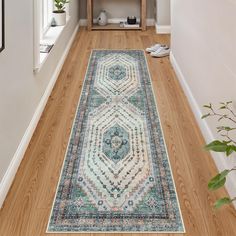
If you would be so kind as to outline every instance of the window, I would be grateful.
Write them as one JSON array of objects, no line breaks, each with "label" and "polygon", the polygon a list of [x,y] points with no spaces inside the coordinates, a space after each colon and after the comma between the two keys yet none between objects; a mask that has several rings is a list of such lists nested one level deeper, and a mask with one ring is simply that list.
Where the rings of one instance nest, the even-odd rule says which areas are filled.
[{"label": "window", "polygon": [[49,29],[52,22],[53,0],[41,0],[40,38]]},{"label": "window", "polygon": [[[1,1],[1,0],[0,0]],[[46,61],[49,51],[42,48],[53,46],[59,38],[64,26],[51,27],[54,0],[33,0],[34,6],[34,71],[37,72]],[[69,5],[66,5],[67,21],[69,21]],[[41,46],[41,47],[40,47]],[[52,47],[51,47],[52,48]]]}]

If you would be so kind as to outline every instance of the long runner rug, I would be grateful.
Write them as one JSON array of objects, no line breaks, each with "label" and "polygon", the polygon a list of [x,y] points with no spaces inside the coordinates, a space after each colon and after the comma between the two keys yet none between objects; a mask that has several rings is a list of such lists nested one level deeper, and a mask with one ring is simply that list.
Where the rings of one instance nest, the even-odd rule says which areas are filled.
[{"label": "long runner rug", "polygon": [[92,52],[47,232],[184,232],[143,51]]}]

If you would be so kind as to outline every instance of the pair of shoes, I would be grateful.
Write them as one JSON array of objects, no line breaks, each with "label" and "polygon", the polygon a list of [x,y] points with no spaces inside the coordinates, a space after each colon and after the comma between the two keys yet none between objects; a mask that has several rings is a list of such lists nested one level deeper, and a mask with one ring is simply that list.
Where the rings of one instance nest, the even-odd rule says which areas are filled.
[{"label": "pair of shoes", "polygon": [[155,44],[150,48],[146,49],[146,52],[151,53],[153,57],[165,57],[169,56],[170,48],[167,45]]}]

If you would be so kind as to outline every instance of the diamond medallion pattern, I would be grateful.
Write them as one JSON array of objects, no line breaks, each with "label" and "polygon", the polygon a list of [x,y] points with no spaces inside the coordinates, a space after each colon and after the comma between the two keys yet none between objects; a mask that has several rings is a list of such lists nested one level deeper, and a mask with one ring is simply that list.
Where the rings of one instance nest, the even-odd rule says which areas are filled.
[{"label": "diamond medallion pattern", "polygon": [[143,51],[94,50],[48,232],[183,232]]}]

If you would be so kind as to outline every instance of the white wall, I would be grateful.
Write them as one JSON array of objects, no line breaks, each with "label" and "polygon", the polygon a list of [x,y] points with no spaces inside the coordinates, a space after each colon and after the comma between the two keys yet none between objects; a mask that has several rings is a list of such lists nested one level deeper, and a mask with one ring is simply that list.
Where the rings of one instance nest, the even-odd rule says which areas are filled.
[{"label": "white wall", "polygon": [[157,25],[170,25],[170,0],[156,0]]},{"label": "white wall", "polygon": [[78,0],[72,0],[70,22],[42,70],[34,74],[33,1],[5,1],[6,48],[0,53],[0,181],[77,26],[78,12]]},{"label": "white wall", "polygon": [[[171,4],[171,60],[209,142],[217,138],[217,123],[200,119],[202,105],[236,102],[236,2],[171,0]],[[221,170],[236,165],[235,158],[214,157]],[[232,196],[236,195],[235,179],[231,175],[227,182]]]},{"label": "white wall", "polygon": [[[128,15],[140,15],[140,0],[96,0],[94,1],[94,17],[99,11],[105,9],[109,18],[125,18]],[[118,3],[118,7],[117,7]],[[81,0],[80,18],[86,18],[86,0]],[[147,0],[147,18],[154,18],[155,0]]]}]

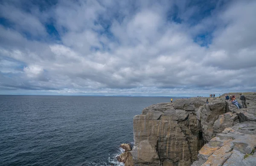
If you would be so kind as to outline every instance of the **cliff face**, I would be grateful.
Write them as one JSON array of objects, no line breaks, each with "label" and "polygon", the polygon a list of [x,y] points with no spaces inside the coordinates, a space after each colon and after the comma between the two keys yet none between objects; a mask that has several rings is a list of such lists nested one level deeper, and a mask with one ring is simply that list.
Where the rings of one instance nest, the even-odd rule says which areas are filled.
[{"label": "cliff face", "polygon": [[[253,108],[250,112],[236,110],[223,99],[212,98],[207,104],[206,101],[206,98],[194,98],[154,104],[134,116],[131,152],[134,165],[190,166],[200,158],[198,151],[218,133],[254,119]],[[254,101],[251,103],[248,108]],[[194,165],[206,159],[197,160]]]}]

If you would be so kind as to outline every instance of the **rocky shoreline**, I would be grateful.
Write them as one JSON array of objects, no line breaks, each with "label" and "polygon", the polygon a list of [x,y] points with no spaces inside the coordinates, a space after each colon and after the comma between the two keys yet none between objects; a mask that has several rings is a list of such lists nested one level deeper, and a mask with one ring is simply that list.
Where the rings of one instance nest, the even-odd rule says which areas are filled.
[{"label": "rocky shoreline", "polygon": [[145,108],[134,118],[125,165],[255,166],[256,93],[246,95],[248,107],[241,109],[223,96],[208,104],[199,97]]}]

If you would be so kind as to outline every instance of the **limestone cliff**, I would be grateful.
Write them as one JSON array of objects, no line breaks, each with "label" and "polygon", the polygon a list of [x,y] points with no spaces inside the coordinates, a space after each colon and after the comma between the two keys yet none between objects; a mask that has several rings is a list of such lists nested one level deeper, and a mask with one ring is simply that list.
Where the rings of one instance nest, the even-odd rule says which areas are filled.
[{"label": "limestone cliff", "polygon": [[[225,141],[222,142],[219,140],[219,137],[222,137],[221,135],[226,134],[221,133],[223,131],[226,132],[234,131],[233,134],[236,135],[240,134],[239,132],[251,136],[253,132],[239,132],[234,127],[242,124],[239,123],[256,121],[254,108],[256,100],[253,100],[256,98],[255,96],[252,95],[249,97],[251,100],[247,99],[250,103],[247,109],[236,110],[230,101],[223,98],[211,98],[210,103],[206,104],[206,98],[178,99],[173,103],[160,103],[145,108],[141,115],[134,118],[134,145],[131,153],[134,165],[186,166],[191,165],[195,161],[193,164],[198,166],[208,162],[208,158],[216,155],[212,155],[213,152],[205,155],[200,152],[204,148],[207,149],[206,146],[208,146],[218,153],[218,150],[226,144]],[[249,122],[244,125],[254,125],[252,124]],[[256,138],[251,136],[249,137],[251,142],[250,149],[240,152],[242,154],[253,151],[256,146]],[[226,139],[223,137],[221,138]],[[232,138],[239,140],[242,137]],[[216,145],[215,142],[212,143],[217,140],[219,143]],[[241,145],[230,141],[230,149],[233,145]],[[236,142],[239,142],[238,141]],[[245,142],[243,143],[247,143],[246,145],[249,143]],[[212,149],[209,149],[213,152]],[[249,158],[255,157],[251,153]],[[222,161],[222,165],[223,165],[223,161],[227,161],[227,159]]]}]

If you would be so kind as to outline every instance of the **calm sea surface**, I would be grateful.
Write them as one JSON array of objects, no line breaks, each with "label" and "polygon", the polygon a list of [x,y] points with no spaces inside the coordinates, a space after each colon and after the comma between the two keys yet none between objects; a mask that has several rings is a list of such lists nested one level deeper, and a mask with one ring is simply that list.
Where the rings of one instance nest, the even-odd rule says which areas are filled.
[{"label": "calm sea surface", "polygon": [[134,116],[170,99],[0,95],[0,165],[121,165]]}]

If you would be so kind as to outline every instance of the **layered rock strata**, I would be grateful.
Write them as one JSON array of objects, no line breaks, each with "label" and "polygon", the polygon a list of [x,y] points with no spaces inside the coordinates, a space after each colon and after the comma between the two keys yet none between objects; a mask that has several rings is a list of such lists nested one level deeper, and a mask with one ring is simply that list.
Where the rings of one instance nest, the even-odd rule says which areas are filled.
[{"label": "layered rock strata", "polygon": [[[231,160],[234,158],[230,156],[238,154],[235,150],[239,151],[236,150],[239,147],[234,147],[242,146],[239,140],[243,137],[250,138],[244,140],[245,144],[243,145],[250,144],[251,152],[246,160],[250,161],[249,159],[255,157],[252,152],[256,138],[252,136],[252,132],[245,133],[248,132],[249,129],[245,129],[248,128],[244,128],[245,132],[242,132],[236,127],[247,123],[244,122],[256,120],[255,96],[252,95],[250,98],[252,100],[247,100],[247,102],[250,101],[247,109],[240,110],[222,98],[211,98],[210,103],[206,104],[206,98],[178,99],[173,103],[160,103],[145,108],[141,115],[134,118],[134,146],[131,153],[134,165],[186,166],[195,161],[194,166],[211,166],[213,165],[209,163],[219,157],[227,160],[222,160],[216,165],[224,165],[230,158]],[[229,133],[226,133],[228,131]],[[231,137],[230,135],[232,132],[233,138],[227,139]],[[204,149],[209,151],[202,151]],[[241,156],[243,152],[250,150],[239,151],[242,153],[239,155]],[[216,155],[225,151],[231,153],[227,154],[227,157]],[[201,152],[204,152],[201,154]]]}]

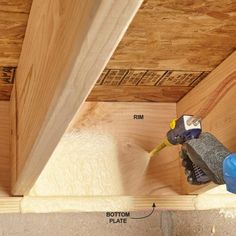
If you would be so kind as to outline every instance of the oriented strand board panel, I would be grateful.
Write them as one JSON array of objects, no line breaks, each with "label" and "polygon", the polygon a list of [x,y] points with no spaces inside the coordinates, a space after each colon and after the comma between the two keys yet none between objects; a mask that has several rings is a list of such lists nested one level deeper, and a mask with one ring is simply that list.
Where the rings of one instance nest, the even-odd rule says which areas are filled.
[{"label": "oriented strand board panel", "polygon": [[[203,130],[215,135],[232,152],[236,152],[235,64],[236,52],[177,103],[178,116],[187,113],[201,117]],[[185,184],[186,192],[196,189]]]},{"label": "oriented strand board panel", "polygon": [[235,38],[235,0],[144,0],[88,100],[177,102],[233,52]]},{"label": "oriented strand board panel", "polygon": [[211,71],[235,38],[235,0],[145,0],[107,67]]},{"label": "oriented strand board panel", "polygon": [[85,103],[30,195],[180,193],[178,148],[167,148],[151,160],[148,155],[175,116],[174,103]]},{"label": "oriented strand board panel", "polygon": [[0,101],[0,197],[10,193],[10,106]]},{"label": "oriented strand board panel", "polygon": [[33,1],[16,72],[15,195],[37,180],[141,3]]}]

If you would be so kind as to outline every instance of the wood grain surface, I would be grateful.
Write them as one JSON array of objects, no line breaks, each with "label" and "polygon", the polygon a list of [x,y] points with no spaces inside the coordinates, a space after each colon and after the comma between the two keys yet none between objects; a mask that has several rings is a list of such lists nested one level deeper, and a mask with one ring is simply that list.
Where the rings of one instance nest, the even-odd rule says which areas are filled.
[{"label": "wood grain surface", "polygon": [[211,71],[235,38],[235,0],[145,0],[107,68]]},{"label": "wood grain surface", "polygon": [[25,194],[38,178],[140,5],[33,1],[16,72],[15,194]]},{"label": "wood grain surface", "polygon": [[[144,119],[134,119],[143,115]],[[174,103],[84,104],[32,196],[150,196],[181,192],[178,148],[150,160],[176,116]]]},{"label": "wood grain surface", "polygon": [[[235,50],[235,38],[235,0],[145,0],[91,100],[167,102],[161,91],[169,86],[171,101],[178,102]],[[133,88],[143,85],[160,92],[152,96],[154,89]],[[107,86],[129,87],[114,88],[114,96]],[[183,94],[179,87],[185,86]]]},{"label": "wood grain surface", "polygon": [[176,102],[192,87],[95,86],[87,101],[93,102]]},{"label": "wood grain surface", "polygon": [[0,101],[10,100],[13,70],[18,65],[31,3],[32,0],[0,0]]},{"label": "wood grain surface", "polygon": [[0,101],[0,198],[10,194],[10,105]]},{"label": "wood grain surface", "polygon": [[0,1],[0,66],[17,66],[32,0]]}]

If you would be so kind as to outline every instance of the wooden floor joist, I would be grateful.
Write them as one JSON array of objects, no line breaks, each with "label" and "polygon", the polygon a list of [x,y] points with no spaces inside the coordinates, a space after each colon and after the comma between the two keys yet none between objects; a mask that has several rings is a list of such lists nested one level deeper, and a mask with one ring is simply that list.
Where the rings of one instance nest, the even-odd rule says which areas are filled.
[{"label": "wooden floor joist", "polygon": [[16,73],[14,194],[33,186],[140,4],[33,1]]},{"label": "wooden floor joist", "polygon": [[185,113],[236,151],[223,2],[0,1],[0,213],[235,207],[186,182],[179,147],[148,153]]}]

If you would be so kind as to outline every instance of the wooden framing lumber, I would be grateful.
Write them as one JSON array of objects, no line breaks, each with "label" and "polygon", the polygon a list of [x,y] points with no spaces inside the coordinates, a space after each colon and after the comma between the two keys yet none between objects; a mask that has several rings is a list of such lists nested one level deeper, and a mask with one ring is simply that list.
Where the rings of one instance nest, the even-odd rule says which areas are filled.
[{"label": "wooden framing lumber", "polygon": [[34,0],[16,73],[14,194],[33,186],[141,0]]},{"label": "wooden framing lumber", "polygon": [[[177,103],[177,115],[201,117],[204,131],[215,135],[229,150],[236,151],[236,52]],[[185,182],[184,193],[198,188]]]},{"label": "wooden framing lumber", "polygon": [[86,102],[29,195],[181,194],[178,147],[151,159],[148,154],[173,117],[175,103]]}]

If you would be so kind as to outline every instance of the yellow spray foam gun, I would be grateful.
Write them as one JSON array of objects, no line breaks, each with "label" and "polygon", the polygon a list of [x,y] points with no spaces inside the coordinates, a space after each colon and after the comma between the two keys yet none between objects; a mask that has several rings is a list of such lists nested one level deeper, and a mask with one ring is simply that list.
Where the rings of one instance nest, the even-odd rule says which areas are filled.
[{"label": "yellow spray foam gun", "polygon": [[200,118],[183,115],[179,119],[173,119],[166,138],[150,152],[150,157],[156,156],[167,146],[183,144],[186,140],[198,138],[201,131]]}]

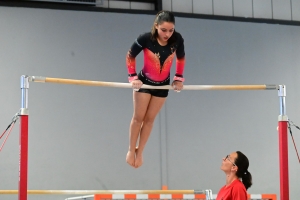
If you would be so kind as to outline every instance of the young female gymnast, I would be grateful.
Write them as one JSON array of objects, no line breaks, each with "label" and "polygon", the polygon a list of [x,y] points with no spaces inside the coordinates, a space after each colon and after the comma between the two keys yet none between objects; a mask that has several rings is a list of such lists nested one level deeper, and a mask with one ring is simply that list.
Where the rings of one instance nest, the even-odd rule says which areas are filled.
[{"label": "young female gymnast", "polygon": [[248,171],[249,160],[240,151],[223,158],[221,170],[226,174],[226,184],[220,189],[216,200],[247,200],[247,189],[252,185]]},{"label": "young female gymnast", "polygon": [[[143,50],[144,66],[136,73],[135,57]],[[143,84],[170,84],[170,69],[176,55],[175,91],[183,88],[185,52],[182,36],[175,31],[175,17],[169,11],[157,13],[151,32],[141,34],[126,56],[128,79],[133,88],[133,117],[129,128],[129,150],[126,162],[138,168],[143,164],[143,151],[156,115],[166,101],[168,90],[143,89]],[[139,141],[138,141],[139,138]],[[137,144],[138,142],[138,144]],[[138,146],[137,146],[138,145]]]}]

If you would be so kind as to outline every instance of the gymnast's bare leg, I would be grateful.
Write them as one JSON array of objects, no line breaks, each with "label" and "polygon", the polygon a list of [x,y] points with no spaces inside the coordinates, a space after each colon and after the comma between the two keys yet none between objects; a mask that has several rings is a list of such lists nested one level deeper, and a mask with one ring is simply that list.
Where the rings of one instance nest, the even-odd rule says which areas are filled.
[{"label": "gymnast's bare leg", "polygon": [[[143,151],[150,136],[155,117],[166,101],[148,93],[133,91],[133,117],[129,128],[129,150],[126,162],[138,168],[143,164]],[[139,138],[138,146],[137,141]]]}]

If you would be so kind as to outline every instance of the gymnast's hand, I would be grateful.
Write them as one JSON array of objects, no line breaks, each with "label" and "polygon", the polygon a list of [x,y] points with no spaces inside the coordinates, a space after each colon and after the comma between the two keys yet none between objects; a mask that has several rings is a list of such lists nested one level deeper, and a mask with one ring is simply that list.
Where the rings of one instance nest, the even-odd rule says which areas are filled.
[{"label": "gymnast's hand", "polygon": [[181,81],[173,81],[172,87],[174,88],[175,92],[180,92],[183,88],[183,82]]},{"label": "gymnast's hand", "polygon": [[139,91],[139,89],[142,87],[142,85],[143,85],[143,82],[140,81],[139,79],[135,79],[135,80],[131,81],[131,86],[134,91]]}]

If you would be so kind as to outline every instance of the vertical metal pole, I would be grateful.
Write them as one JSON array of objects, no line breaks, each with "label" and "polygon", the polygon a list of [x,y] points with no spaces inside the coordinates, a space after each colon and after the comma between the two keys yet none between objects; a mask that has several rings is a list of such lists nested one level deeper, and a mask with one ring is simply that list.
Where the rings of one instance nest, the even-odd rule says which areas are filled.
[{"label": "vertical metal pole", "polygon": [[288,117],[286,115],[285,85],[279,85],[278,96],[280,102],[280,115],[278,116],[279,134],[279,169],[280,169],[280,200],[289,200],[289,168],[288,168]]},{"label": "vertical metal pole", "polygon": [[159,112],[160,121],[160,161],[161,161],[161,189],[168,189],[168,166],[167,166],[167,117],[166,117],[166,104]]},{"label": "vertical metal pole", "polygon": [[29,77],[21,76],[19,200],[27,200],[28,176],[28,88]]}]

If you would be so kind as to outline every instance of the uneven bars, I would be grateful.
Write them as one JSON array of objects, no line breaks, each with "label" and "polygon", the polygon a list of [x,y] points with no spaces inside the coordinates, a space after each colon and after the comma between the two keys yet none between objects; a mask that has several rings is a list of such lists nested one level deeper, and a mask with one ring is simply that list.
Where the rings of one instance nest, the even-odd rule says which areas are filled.
[{"label": "uneven bars", "polygon": [[[41,83],[84,85],[84,86],[132,88],[130,83],[62,79],[62,78],[50,78],[50,77],[42,77],[42,76],[29,76],[29,81],[41,82]],[[142,88],[173,89],[171,85],[165,85],[165,86],[143,85]],[[278,85],[184,85],[183,88],[183,90],[277,90],[277,89],[278,89]]]},{"label": "uneven bars", "polygon": [[[18,190],[0,190],[0,194],[18,193]],[[205,194],[205,190],[27,190],[27,194]]]}]

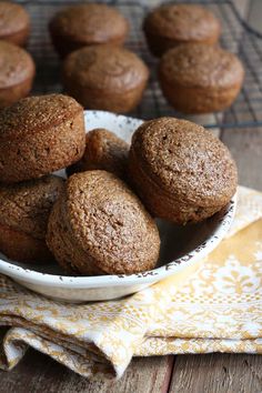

## What you need to do:
From the rows above, copy out every line that contains the word "young".

## Result for this exercise:
If you would be so kind as to outline every instance of the young female gymnast, I would be grateful.
[{"label": "young female gymnast", "polygon": [[248,171],[249,160],[240,151],[223,158],[221,170],[226,174],[226,184],[220,189],[216,200],[247,200],[247,189],[252,185]]},{"label": "young female gymnast", "polygon": [[[143,50],[144,66],[136,73],[135,57]],[[143,84],[170,84],[170,69],[176,55],[175,91],[183,88],[185,52],[182,36],[175,31],[175,17],[169,11],[157,13],[151,32],[141,34],[126,56],[128,79],[133,88],[133,117],[129,128],[129,150],[126,162],[138,168],[143,164],[143,151],[156,115],[166,101],[168,90],[143,89]],[[139,141],[138,141],[139,138]],[[137,144],[138,142],[138,144]],[[138,146],[137,146],[138,145]]]}]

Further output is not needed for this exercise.